►
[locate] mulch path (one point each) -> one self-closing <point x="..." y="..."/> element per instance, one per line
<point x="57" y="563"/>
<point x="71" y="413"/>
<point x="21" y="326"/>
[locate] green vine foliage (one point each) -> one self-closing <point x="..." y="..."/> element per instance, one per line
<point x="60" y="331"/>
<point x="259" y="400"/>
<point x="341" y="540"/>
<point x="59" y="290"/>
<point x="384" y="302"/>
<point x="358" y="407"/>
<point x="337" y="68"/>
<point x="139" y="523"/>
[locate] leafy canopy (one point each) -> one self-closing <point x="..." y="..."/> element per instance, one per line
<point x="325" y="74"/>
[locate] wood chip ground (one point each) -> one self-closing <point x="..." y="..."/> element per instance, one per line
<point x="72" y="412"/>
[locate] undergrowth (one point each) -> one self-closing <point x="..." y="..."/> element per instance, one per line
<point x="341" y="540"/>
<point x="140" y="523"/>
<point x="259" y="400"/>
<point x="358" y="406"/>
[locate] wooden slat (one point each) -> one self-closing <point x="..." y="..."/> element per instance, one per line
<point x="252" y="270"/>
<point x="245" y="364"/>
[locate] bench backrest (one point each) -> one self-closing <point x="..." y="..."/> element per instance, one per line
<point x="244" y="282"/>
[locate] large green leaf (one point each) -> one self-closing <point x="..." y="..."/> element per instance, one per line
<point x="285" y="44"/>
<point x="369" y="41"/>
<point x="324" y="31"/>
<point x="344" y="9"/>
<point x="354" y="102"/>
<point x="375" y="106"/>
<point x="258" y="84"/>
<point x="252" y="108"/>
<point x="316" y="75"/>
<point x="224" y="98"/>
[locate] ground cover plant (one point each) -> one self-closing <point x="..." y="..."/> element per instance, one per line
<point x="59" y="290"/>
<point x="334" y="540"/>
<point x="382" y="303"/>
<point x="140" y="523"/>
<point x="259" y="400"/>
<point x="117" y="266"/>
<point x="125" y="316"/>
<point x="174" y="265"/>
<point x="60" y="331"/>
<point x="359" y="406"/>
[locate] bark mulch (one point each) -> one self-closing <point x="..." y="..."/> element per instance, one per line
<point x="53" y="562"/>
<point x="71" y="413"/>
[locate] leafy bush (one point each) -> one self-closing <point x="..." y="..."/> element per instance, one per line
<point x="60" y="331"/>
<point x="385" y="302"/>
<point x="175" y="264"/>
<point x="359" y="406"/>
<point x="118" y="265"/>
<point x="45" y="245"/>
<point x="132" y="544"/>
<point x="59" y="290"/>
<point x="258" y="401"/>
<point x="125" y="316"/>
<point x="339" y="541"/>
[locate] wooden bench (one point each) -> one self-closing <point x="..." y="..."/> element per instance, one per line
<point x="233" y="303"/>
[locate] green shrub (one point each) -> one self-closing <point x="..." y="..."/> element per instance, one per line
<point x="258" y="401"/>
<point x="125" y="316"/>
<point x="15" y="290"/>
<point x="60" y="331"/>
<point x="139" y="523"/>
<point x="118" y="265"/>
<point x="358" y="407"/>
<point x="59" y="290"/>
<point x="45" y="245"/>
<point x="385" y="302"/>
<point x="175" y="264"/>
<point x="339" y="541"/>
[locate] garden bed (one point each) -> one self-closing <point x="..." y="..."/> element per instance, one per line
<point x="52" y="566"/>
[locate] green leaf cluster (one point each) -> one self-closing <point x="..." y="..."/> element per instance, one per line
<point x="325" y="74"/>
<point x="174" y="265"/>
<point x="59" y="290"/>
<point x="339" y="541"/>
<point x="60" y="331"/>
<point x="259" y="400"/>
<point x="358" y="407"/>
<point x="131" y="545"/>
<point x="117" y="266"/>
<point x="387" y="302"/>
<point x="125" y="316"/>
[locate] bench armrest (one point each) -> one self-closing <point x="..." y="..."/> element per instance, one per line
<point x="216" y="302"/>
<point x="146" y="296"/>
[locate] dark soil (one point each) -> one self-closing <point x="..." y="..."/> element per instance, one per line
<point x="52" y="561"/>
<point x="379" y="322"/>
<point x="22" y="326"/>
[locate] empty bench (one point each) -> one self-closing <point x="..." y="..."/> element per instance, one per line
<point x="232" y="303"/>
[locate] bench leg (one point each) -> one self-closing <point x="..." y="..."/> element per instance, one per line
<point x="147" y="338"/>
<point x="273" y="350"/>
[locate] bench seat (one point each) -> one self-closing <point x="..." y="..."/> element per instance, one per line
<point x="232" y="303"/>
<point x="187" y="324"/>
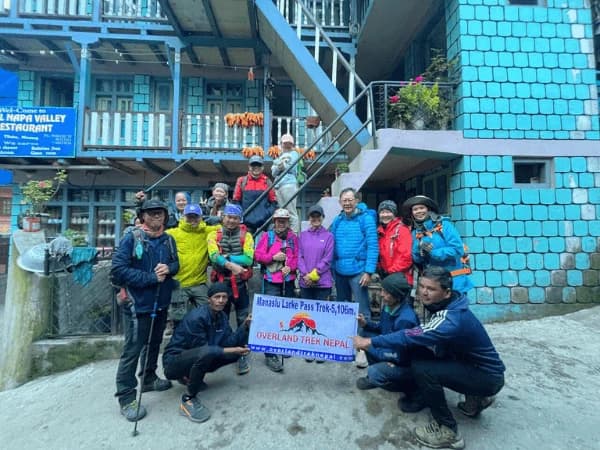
◄
**EXERCISE REQUIREMENTS**
Copy out every line of the records above word for word, leaving out the pictures.

**RESULT FOR THIS EXERCISE**
[locate] mulch path (one point each) -> one self-closing <point x="..." y="..."/> element per instance, one per line
<point x="57" y="563"/>
<point x="71" y="413"/>
<point x="21" y="326"/>
[locate] green vine foliage (one point each) -> one self-closing <point x="..." y="..."/> element per instance, one per line
<point x="60" y="331"/>
<point x="259" y="400"/>
<point x="341" y="540"/>
<point x="59" y="290"/>
<point x="384" y="302"/>
<point x="358" y="407"/>
<point x="337" y="68"/>
<point x="139" y="523"/>
[locate] leafy canopy (one point each) -> one self-closing <point x="..." y="..."/> element per instance, one per line
<point x="325" y="74"/>
[locate] wood chip ground (one point each) -> one self-closing <point x="..." y="..."/> element per instance, one per line
<point x="72" y="412"/>
[locate] undergrowth (one point each) -> one self-closing <point x="..." y="..."/> element per instance, one per line
<point x="341" y="540"/>
<point x="140" y="523"/>
<point x="259" y="400"/>
<point x="358" y="406"/>
[locate] wooden slat (one point each) -> one self-closing <point x="..." y="..."/> element per instance, one per line
<point x="252" y="270"/>
<point x="245" y="364"/>
[locate] bench backrest (one point each) -> one self-closing <point x="..." y="..."/> element per instance, one per line
<point x="244" y="282"/>
[locate] large green leaf (one point each) -> one self-closing <point x="..." y="..."/> element per instance, one per line
<point x="285" y="44"/>
<point x="369" y="41"/>
<point x="324" y="31"/>
<point x="344" y="9"/>
<point x="354" y="102"/>
<point x="375" y="106"/>
<point x="258" y="84"/>
<point x="252" y="108"/>
<point x="316" y="75"/>
<point x="224" y="98"/>
[locate] ground cover plant (one point each) -> one self-closing <point x="..." y="..."/> element per instance, one per line
<point x="59" y="290"/>
<point x="334" y="540"/>
<point x="382" y="303"/>
<point x="140" y="523"/>
<point x="259" y="400"/>
<point x="117" y="266"/>
<point x="125" y="316"/>
<point x="174" y="265"/>
<point x="60" y="331"/>
<point x="359" y="406"/>
[locate] bark mulch (one point each) -> one self-closing <point x="..." y="..."/> element per instance, one per line
<point x="53" y="562"/>
<point x="71" y="413"/>
[locate] leafy bush (one point each) -> one self-closing <point x="..." y="..."/> element per instance, one per line
<point x="60" y="331"/>
<point x="385" y="302"/>
<point x="175" y="264"/>
<point x="359" y="406"/>
<point x="118" y="265"/>
<point x="45" y="245"/>
<point x="132" y="544"/>
<point x="59" y="290"/>
<point x="258" y="401"/>
<point x="125" y="316"/>
<point x="339" y="541"/>
[locate] wooden bench (one point each) -> one self-closing <point x="..." y="..."/> element per instance, one per line
<point x="233" y="303"/>
[locate] green shrub (one point each) -> one self-closing <point x="..." y="..."/> element per instance, one per line
<point x="258" y="401"/>
<point x="125" y="316"/>
<point x="15" y="290"/>
<point x="60" y="331"/>
<point x="139" y="523"/>
<point x="118" y="265"/>
<point x="358" y="407"/>
<point x="59" y="290"/>
<point x="45" y="245"/>
<point x="385" y="302"/>
<point x="175" y="264"/>
<point x="339" y="541"/>
[locate] garden bed (one point each) -> one self-closing <point x="..." y="..."/> element per instance, one per line
<point x="52" y="566"/>
[locate] green leaf cluster (one point each) -> one self-closing <point x="..." y="..."/> element per instance, one per line
<point x="325" y="74"/>
<point x="174" y="265"/>
<point x="59" y="290"/>
<point x="339" y="541"/>
<point x="60" y="331"/>
<point x="259" y="400"/>
<point x="358" y="407"/>
<point x="131" y="545"/>
<point x="117" y="266"/>
<point x="387" y="302"/>
<point x="125" y="316"/>
[locate] bench armrest (one point each) -> one self-closing <point x="..." y="..."/> element per instance, one per line
<point x="216" y="302"/>
<point x="146" y="296"/>
[locate] dark soil (one point each) -> one self-closing <point x="..." y="..."/> element per instance, one per line
<point x="52" y="561"/>
<point x="379" y="322"/>
<point x="22" y="326"/>
[locate] empty bench (one point each) -> one self-closing <point x="..." y="..."/> element per instance, one per line
<point x="232" y="303"/>
[locate] bench leg (one point each) -> one self-closing <point x="..." y="..."/> element per instance, one per line
<point x="147" y="338"/>
<point x="273" y="350"/>
[locate] bench seat (one point each) -> one self-closing <point x="..." y="..."/> element per instance, one per line
<point x="232" y="303"/>
<point x="187" y="324"/>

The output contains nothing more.